Segment Start: Supplied entries

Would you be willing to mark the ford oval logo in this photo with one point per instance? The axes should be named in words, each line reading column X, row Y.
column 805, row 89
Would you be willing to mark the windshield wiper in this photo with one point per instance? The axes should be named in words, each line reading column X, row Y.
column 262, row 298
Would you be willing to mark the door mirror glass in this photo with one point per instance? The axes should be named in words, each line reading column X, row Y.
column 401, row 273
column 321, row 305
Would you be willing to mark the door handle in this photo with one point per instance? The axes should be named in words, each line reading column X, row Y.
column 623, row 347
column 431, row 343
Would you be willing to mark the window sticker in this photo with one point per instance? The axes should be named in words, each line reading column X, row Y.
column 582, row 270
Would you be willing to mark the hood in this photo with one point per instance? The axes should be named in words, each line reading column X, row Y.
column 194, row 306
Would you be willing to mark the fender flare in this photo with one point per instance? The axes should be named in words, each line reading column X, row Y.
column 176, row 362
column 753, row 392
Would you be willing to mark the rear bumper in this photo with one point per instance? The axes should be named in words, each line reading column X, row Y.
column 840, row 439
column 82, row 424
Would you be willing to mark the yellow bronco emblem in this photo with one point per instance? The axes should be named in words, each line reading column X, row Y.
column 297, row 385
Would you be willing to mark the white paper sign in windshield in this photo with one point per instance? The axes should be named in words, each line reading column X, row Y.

Segment End: Supplied entries
Segment Start: Supplied entries

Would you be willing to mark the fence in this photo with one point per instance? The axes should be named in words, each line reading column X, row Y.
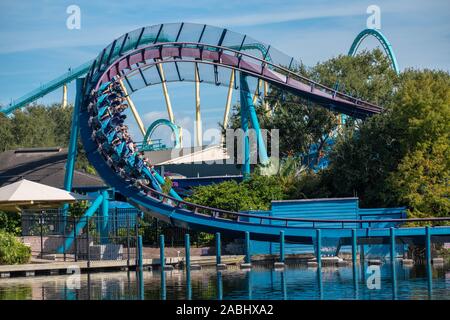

Segment End: Supplied entries
Segment Start: Supplied entries

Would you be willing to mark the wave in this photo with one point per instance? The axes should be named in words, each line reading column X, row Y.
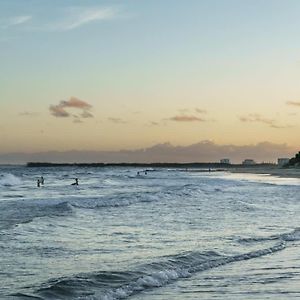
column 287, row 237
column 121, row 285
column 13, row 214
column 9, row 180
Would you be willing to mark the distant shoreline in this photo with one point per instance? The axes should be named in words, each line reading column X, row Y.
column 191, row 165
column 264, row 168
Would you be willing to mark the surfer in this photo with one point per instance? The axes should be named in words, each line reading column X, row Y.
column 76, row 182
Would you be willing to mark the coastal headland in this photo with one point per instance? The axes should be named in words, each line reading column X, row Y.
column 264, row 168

Segment End: Supplied entries

▸ **What the exercise asks**: Where the line holding "Would you be willing to mark the hood" appears in the listing above, start reproducing exactly, and end with the line holding "Would you be willing to mark the white".

▸ **Final answer**:
Would you be willing to mark the hood in this photo with one point per instance? The axes should be named in words, each line reading column X, row Y.
column 194, row 306
Would you be willing to mark the fender flare in this photo with one point per instance? The axes should be named in words, each line reading column X, row Y.
column 176, row 362
column 753, row 392
Would you be willing to mark the rear bumper in this photo with one point per instance? The axes should be named in words, each line reading column X, row Y.
column 840, row 439
column 82, row 424
Would you be willing to mark the yellow bronco emblem in this photo with one point per instance? The axes should be named in words, each line reading column X, row Y.
column 297, row 385
Would you be willing to mark the white paper sign in windshield in this photo with one point per instance? The axes should be named in words, each line reading column X, row Y.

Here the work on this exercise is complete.